====== Text excerpt ======

Updated by Eugen Block 6 months ago

This issue might have another heavy impact. The customer created new OSDs which takes several minutes for each OSD until they boot (SSD only). Each OSD process spikes to around 140 GB RAM usage, killing the host while booting the OSD daemon. Without debug logs enabled there's nothing to see during that boot time, but we enabled debug logs for one OSD and saw a huge amount of purged_snaps entries. Unfortunately, the customer wasn't able to capture that log for me to confirm, I'm currently waiting for new logs. But it appears that these untrimmed snapshots impact more than just the mon store. Using the orchestrator to create multiple OSDs at once is impossible right now. As soon as I have logs to back up my suspicion, I'll attach them to this tracker.

Actions #28

Updated by Eugen Block 5 months ago

I could reproduce this in my lab environment, it's a single node cluster with more than one million purged_snaps (1068905 entries in the mon store). With debug level 10 (debug_osd = 10) there's one line standing out in the log: it contains all the snap ranges, here's a short excerpt:

2025-10-21T16:28:59.590+0000 7f23b3c5b640 10 snap_mapper.record_purged_snaps purged_snaps {505={20=[1~1]},513={20=[5~1]},516={20=[4~1]},517={20=[3~1]},884={21=[2~1]},888={21=[4~1]},898={21=[7~3]}

This single line separated by comma results in more than 1.6 million lines.

The customer cluster where we debugged this had more than 42 million purged_snaps two years ago (we haven't checked in a while). They are currently expanding the cluster, but adding one OSD at a time to prevent OOM killers is not a great procedure.

====== Dataset ======

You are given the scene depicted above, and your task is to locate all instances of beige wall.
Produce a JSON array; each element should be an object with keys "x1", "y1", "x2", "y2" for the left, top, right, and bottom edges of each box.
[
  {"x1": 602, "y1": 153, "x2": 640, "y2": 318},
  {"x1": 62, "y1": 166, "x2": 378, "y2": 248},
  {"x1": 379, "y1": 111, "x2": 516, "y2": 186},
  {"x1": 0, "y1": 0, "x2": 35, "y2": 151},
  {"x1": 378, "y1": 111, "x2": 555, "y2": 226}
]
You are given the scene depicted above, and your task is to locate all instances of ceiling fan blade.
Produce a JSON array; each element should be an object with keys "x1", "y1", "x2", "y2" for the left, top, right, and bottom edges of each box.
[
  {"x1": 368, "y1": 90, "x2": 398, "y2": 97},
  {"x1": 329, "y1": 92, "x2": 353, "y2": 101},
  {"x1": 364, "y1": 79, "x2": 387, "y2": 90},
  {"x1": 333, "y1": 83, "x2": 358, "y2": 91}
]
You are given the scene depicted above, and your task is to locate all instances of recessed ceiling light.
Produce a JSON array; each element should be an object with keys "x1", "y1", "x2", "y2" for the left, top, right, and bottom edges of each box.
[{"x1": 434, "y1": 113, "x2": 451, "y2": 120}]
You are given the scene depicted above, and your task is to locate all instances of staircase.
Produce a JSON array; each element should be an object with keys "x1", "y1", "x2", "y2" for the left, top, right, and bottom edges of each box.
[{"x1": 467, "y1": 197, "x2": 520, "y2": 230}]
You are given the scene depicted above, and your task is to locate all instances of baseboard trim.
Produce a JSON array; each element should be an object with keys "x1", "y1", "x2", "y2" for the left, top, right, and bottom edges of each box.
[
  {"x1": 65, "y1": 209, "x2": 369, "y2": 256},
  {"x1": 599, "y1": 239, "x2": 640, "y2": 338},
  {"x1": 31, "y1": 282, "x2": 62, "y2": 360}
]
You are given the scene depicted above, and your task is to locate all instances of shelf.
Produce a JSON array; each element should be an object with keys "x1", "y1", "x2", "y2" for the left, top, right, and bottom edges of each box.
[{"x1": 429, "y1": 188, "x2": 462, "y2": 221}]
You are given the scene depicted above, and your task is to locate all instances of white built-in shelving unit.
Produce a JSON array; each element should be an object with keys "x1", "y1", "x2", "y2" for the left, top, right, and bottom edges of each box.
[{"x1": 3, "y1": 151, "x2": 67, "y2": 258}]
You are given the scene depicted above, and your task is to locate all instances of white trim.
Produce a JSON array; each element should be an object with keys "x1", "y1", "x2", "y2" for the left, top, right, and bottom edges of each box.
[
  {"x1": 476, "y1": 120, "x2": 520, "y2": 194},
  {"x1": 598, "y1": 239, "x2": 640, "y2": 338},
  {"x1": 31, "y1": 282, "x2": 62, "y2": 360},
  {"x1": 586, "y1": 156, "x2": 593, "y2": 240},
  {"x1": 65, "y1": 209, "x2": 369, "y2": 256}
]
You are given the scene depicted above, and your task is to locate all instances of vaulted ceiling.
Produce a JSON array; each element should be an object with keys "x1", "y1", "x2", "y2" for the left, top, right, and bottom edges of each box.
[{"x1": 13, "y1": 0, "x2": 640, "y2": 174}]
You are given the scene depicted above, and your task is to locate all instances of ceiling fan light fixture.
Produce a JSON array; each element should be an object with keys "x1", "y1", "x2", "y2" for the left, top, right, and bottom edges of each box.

======

• Short exercise A
Count the lines in the records that contain the string "above", and reply with the number alone.
• Short exercise B
Write the next part of the bug tracker discussion about untrimmed purged_snaps and OSD memory use, picking up after its final sentence.

• Reply A
10

• Reply B
Actions #29

Updated by Upkeep Bot 5 months ago

  • Released In set to v20.2.0~2352
  • Upkeep Timestamp changed from 2025-07-14T17:41:20+00:00 to 2025-11-01T00:58:06+00:00
Actions #30

Updated by Matan Breizman 27 days ago · Edited

Eugen Block wrote in #note-17:

I might be too early asking this, but I upgraded one of my test clusters to 17.2.8, eager to test this new tool. This cluster has 1068805 "purged_snap" entries, yesterday I ran ceph osd pool force-remove-snap spiegel1 1 1000000 to purge the first batch. The OSDs are still snaptrimming (I only have 4 OSDs in that lab, the pool has 8 PGs). But I wanted to get an early impression of the results and ran a "dump-keys" after the snaptrimming had finished almost 80% of the snaptrim_queue. But the number of purged_snap entries remains at 1068805. Is that expected? I had hoped that this would also reduce the number of entries, leading to a smaller mon store. Am I just being impatient or did I misunderstand the purpose of this tool?

Hey Eugen, thank you for the details.
  • I would like to try to understand why did https://tracker.ceph.com/issues/62983 didn't help in the above scenario.
    Would it be possible to share the "dump-keys" output? (any of the impacted clusters)

Thank you!

Actions #31

Updated by Eugen Block 27 days ago

Matan Breizman wrote in #note-30:

  • I would like to try to understand why did https://tracker.ceph.com/issues/62983 didn't help in the above scenario.
    Would it be possible to share the "dump-keys" output? (any of the impacted clusters)

Just to be clear, I tested the tool on 17.2.8, it didn't seem to help with the mon store. In the meantime, I upgraded that (single node) cluster to Reef 18.2.7 (to be on the same version as the customer), but apparently, tracker 62983 was released in Squid 19.2.0. And I haven't tested that tool in Reef either. Should I upgrade to latest Squid and rerun the tool?
I will provide the dump-keys output from before and after retrying on Squid.

  • Secondly, PR https://github.com/ceph/ceph/pull/55841 (backported to Q,R,S) should have prevented the issue for newer clusters.
    Are you aware of clusters hitting this issue after the above merge (v17.2.8 for Q)?
    Alternatively, did the number of purged snaps continue to accumulate after upgrading the cluster?

We currently don't have customers who create that many snapshots, so I have no answer to that. And more importantly, this customer rebuilt that cluster into a stretch cluster (not the "official" stretch mode though), so snapshots are not created anymore, hence no more growth. But they kept their secondary site as a pre-prod environment which would allow us to test there with less risks.

So in the next step, I will upload a dump-keys from my test cluster on 18.2.7 before upgrading to Squid. Then I'll rerun the command force-remove-snap again and see if that changes anything regarding the mon store. If necessary, I can ask the customer for a dump-key from their secondary site as well.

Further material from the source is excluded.